## GIVEN REQUEST:
Format every line of the records below as a Markdown table with two columns, Row and Line, skipping blank lines. Leave the pictures out of the table.

── GIVEN DATA

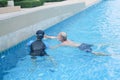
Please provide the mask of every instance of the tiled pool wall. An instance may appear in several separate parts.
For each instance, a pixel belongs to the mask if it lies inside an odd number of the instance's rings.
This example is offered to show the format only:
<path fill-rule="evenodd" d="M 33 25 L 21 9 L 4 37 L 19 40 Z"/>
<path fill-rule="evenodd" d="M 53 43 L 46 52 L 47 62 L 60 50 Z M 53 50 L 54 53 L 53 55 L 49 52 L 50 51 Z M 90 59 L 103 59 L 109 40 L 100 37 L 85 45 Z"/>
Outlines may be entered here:
<path fill-rule="evenodd" d="M 33 36 L 36 30 L 45 30 L 86 7 L 84 2 L 78 2 L 44 8 L 0 20 L 0 52 Z"/>

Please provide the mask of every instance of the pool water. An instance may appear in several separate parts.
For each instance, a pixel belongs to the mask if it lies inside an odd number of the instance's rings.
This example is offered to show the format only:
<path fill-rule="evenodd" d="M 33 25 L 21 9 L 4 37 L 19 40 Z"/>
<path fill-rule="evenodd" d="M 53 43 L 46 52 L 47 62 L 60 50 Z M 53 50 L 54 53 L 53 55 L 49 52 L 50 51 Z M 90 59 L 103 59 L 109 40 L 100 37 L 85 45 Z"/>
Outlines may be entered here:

────

## RESULT:
| Row | Line |
|---|---|
| 1 | Please provide the mask of every instance of the tiled pool wall. An instance may appear in several separate parts. |
| 2 | For each instance, a pixel belongs to the mask if it lies inside an odd number of the instance's rings. |
| 3 | This example is offered to show the format only: |
| 4 | <path fill-rule="evenodd" d="M 33 25 L 21 9 L 4 37 L 19 40 Z"/> |
| 5 | <path fill-rule="evenodd" d="M 53 43 L 46 52 L 47 62 L 60 50 Z M 53 50 L 54 53 L 53 55 L 49 52 L 50 51 Z M 90 59 L 103 59 L 109 40 L 100 37 L 85 45 Z"/> |
| 6 | Outlines may be entered here: |
| 7 | <path fill-rule="evenodd" d="M 33 36 L 36 30 L 45 30 L 86 7 L 84 2 L 78 2 L 44 8 L 0 20 L 0 52 Z"/> |
| 8 | Please provide the mask of every instance of the pool water. An instance may appear in several separate parts. |
| 9 | For each instance, a pixel belongs to the mask if it lies inside an odd number of the instance's rings. |
| 10 | This example is offered to show the format only: |
| 11 | <path fill-rule="evenodd" d="M 33 25 L 21 9 L 4 37 L 19 40 Z"/> |
| 12 | <path fill-rule="evenodd" d="M 53 43 L 46 52 L 47 62 L 60 50 Z M 53 50 L 54 53 L 53 55 L 49 52 L 50 51 Z M 90 59 L 103 59 L 109 40 L 100 37 L 85 45 Z"/> |
| 13 | Outlines may be entered here: |